■ **What is expected**: Reproduce the lines of the entries verbatim, starting at the first line of the entries and ending at the line that contains "[[69, 172]]".

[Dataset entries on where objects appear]

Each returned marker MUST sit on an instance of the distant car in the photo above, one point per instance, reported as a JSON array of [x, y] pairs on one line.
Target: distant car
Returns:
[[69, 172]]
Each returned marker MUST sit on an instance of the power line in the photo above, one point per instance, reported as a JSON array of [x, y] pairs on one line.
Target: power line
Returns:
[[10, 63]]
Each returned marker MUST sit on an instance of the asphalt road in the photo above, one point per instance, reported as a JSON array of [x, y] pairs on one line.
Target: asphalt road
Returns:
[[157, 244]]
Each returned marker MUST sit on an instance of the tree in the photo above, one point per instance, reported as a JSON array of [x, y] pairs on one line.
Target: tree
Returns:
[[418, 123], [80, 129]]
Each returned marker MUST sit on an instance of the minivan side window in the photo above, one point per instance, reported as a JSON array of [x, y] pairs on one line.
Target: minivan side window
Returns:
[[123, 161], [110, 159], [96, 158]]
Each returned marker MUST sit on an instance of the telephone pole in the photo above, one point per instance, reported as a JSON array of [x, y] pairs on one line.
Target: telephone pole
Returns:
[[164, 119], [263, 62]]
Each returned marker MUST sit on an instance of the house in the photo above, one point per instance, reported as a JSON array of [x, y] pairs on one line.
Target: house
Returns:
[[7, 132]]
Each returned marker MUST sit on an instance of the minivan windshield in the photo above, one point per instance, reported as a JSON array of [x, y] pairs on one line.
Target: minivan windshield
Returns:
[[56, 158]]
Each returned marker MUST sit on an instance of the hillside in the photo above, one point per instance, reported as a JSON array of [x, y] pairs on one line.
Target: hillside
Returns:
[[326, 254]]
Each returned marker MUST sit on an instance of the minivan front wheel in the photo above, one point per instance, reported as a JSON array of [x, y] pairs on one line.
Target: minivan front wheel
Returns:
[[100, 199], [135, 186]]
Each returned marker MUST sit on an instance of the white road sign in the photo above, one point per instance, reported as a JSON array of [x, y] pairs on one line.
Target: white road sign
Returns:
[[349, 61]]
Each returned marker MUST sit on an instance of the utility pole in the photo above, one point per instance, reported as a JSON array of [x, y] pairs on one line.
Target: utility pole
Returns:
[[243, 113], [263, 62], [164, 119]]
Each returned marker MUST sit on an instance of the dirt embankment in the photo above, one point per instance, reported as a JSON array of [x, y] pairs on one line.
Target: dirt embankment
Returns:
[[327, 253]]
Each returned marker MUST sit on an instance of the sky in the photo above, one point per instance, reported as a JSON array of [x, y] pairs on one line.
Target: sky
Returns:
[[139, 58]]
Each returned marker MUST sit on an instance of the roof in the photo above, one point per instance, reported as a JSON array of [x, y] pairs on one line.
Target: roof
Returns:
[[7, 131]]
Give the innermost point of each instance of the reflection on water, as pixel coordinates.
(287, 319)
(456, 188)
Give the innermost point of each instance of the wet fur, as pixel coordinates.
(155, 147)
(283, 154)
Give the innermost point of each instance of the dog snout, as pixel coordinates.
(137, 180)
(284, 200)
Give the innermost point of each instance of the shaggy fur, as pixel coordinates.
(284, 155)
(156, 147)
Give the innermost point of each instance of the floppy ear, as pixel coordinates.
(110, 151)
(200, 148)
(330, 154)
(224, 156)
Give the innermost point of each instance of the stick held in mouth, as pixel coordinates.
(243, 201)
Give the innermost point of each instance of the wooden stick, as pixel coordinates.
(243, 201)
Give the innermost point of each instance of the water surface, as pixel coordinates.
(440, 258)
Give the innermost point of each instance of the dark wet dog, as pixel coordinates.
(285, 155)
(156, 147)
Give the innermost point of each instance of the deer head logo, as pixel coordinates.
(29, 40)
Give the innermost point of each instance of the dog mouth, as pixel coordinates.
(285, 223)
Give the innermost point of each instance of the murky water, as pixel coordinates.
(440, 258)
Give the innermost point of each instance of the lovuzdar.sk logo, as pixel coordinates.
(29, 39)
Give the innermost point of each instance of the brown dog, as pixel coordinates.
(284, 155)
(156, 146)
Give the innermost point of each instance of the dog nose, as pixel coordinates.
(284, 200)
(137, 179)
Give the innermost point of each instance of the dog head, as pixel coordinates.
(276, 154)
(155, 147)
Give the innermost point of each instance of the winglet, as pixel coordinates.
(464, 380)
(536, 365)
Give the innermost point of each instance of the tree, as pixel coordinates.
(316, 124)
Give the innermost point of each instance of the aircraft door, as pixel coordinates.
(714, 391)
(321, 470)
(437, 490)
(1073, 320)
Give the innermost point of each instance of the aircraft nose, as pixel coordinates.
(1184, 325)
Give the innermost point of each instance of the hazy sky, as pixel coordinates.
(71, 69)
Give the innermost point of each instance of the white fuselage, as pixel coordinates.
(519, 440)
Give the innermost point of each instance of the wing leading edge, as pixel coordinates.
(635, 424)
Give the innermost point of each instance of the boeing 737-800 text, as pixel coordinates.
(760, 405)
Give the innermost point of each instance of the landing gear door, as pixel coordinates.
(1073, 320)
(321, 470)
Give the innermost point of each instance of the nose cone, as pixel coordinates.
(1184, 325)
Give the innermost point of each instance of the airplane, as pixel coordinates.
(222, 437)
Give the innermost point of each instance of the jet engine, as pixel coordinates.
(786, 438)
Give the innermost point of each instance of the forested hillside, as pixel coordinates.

■ **Response to this exercise**:
Each returned marker MUST sit on an instance of the distant car in the photo above, one point per instance, reported as a JSON array of [x, y] pairs on one line.
Target: distant car
Returns:
[[69, 172]]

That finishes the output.